WHAT NEEDS TO BE DONE =
Give each entry back by retyping it exactly as written.

Referring expression grounding data:
■ ■ ■ ■ ■

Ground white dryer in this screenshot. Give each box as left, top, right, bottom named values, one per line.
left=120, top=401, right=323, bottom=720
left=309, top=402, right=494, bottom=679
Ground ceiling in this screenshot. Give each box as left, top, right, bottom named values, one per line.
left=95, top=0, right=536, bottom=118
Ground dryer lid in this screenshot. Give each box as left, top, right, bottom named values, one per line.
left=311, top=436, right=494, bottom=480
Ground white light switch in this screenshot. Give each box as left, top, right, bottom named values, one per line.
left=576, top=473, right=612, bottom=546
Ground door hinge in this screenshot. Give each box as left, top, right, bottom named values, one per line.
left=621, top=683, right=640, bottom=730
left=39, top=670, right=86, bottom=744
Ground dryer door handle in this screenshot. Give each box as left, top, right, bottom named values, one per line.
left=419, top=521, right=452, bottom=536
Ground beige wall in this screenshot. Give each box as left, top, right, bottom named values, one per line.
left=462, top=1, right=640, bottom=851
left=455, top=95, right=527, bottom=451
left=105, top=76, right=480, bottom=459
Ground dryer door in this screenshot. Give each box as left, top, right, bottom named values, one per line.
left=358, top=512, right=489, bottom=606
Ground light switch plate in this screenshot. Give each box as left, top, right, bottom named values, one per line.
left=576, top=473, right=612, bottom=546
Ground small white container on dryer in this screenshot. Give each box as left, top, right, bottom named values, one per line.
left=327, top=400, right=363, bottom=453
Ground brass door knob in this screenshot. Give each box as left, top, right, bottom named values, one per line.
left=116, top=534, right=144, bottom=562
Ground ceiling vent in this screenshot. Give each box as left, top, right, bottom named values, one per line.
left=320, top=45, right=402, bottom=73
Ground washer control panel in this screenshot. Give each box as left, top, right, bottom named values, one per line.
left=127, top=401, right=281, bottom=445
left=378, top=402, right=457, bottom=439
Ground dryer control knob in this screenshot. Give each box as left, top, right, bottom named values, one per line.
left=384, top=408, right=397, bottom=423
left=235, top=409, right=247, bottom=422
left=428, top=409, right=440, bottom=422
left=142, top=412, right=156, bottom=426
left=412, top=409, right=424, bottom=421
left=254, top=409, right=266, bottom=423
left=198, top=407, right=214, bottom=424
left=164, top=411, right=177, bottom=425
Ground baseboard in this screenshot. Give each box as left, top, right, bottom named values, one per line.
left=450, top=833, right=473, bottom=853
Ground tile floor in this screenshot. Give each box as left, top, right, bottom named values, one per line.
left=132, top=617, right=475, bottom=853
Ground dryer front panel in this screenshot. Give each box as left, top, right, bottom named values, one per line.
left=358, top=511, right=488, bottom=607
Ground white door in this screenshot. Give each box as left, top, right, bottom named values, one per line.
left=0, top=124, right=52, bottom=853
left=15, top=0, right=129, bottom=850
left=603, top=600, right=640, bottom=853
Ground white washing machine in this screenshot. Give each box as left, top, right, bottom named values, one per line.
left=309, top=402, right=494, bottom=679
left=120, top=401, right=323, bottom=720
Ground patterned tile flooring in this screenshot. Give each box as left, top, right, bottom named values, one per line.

■ ■ ■ ■ ■

EXPECTED ANSWER =
Ground white dryer in this screenshot. Give each box as left, top, right, bottom named values, one per line.
left=120, top=401, right=323, bottom=720
left=309, top=402, right=494, bottom=679
Ground ceiling in this screenshot. Give each box as left, top, right, bottom named values, one per line.
left=95, top=0, right=536, bottom=118
Ground dryer lid in this screenshot. Give each box as left, top, right, bottom named values, one per line.
left=311, top=436, right=494, bottom=480
Ground white light switch in this screenshot. Give each box as left, top, right, bottom named values, one per line.
left=576, top=473, right=612, bottom=546
Ground door hinge in this screenshot. Give each box as left, top, right, bottom named values, one per line.
left=621, top=683, right=640, bottom=730
left=39, top=670, right=86, bottom=744
Ground dryer door handle in this screenshot. Give each box as left, top, right, bottom named values, one per line.
left=419, top=521, right=452, bottom=536
Ground beige wall in this screenshot. Give each box as left, top, right, bottom named values, one per line.
left=462, top=1, right=640, bottom=851
left=455, top=95, right=527, bottom=451
left=105, top=76, right=480, bottom=459
Ground dryer door in this screenshot. Give each box as left, top, right, bottom named values, one per line.
left=358, top=512, right=489, bottom=606
Ground light switch plate in this screenshot. Give each box as left, top, right, bottom named values, one per line.
left=576, top=473, right=612, bottom=546
Ground small white container on dryer in this screenshot. Give each box as left, top, right, bottom named values, one per line.
left=327, top=400, right=363, bottom=453
Ground brass door knob in this screenshot. Give each box as left, top, right, bottom named values, one per line.
left=116, top=534, right=144, bottom=562
Ground ceiling vent in this screenshot. Give each box as left, top, right, bottom named values, one per line.
left=320, top=45, right=402, bottom=73
Ground washer control panel in this screenshot. Give each box as left, top, right, bottom named values, one per line.
left=127, top=401, right=281, bottom=445
left=378, top=402, right=457, bottom=439
Ground dryer control knob in this screenshot. Give each box as left, top, right, bottom named values, one per line.
left=384, top=408, right=397, bottom=423
left=235, top=409, right=247, bottom=422
left=428, top=409, right=440, bottom=422
left=142, top=412, right=156, bottom=426
left=412, top=409, right=424, bottom=421
left=254, top=409, right=266, bottom=423
left=198, top=407, right=214, bottom=424
left=164, top=411, right=177, bottom=425
Ground baseboard in this screenshot. Give each box as left, top, right, bottom named values, one per line.
left=450, top=833, right=473, bottom=853
Ground tile floor in this screenshot. Give each box as left, top, right, bottom named values, one per line.
left=132, top=617, right=475, bottom=853
Ground dryer front panel in this screenshot. Give each box as left, top, right, bottom named values, one per line.
left=358, top=511, right=488, bottom=607
Ground white door in this screenshot. Give each box as left, top, right, bottom named values, one per line.
left=0, top=124, right=52, bottom=853
left=15, top=0, right=129, bottom=850
left=603, top=600, right=640, bottom=853
Ground white washing machine in this screenshot. Give each box as left, top, right, bottom named values, one per line.
left=309, top=402, right=494, bottom=679
left=120, top=401, right=323, bottom=720
Ground patterned tile flooring in this screenshot. Give each box as left, top, right, bottom named values, one per line.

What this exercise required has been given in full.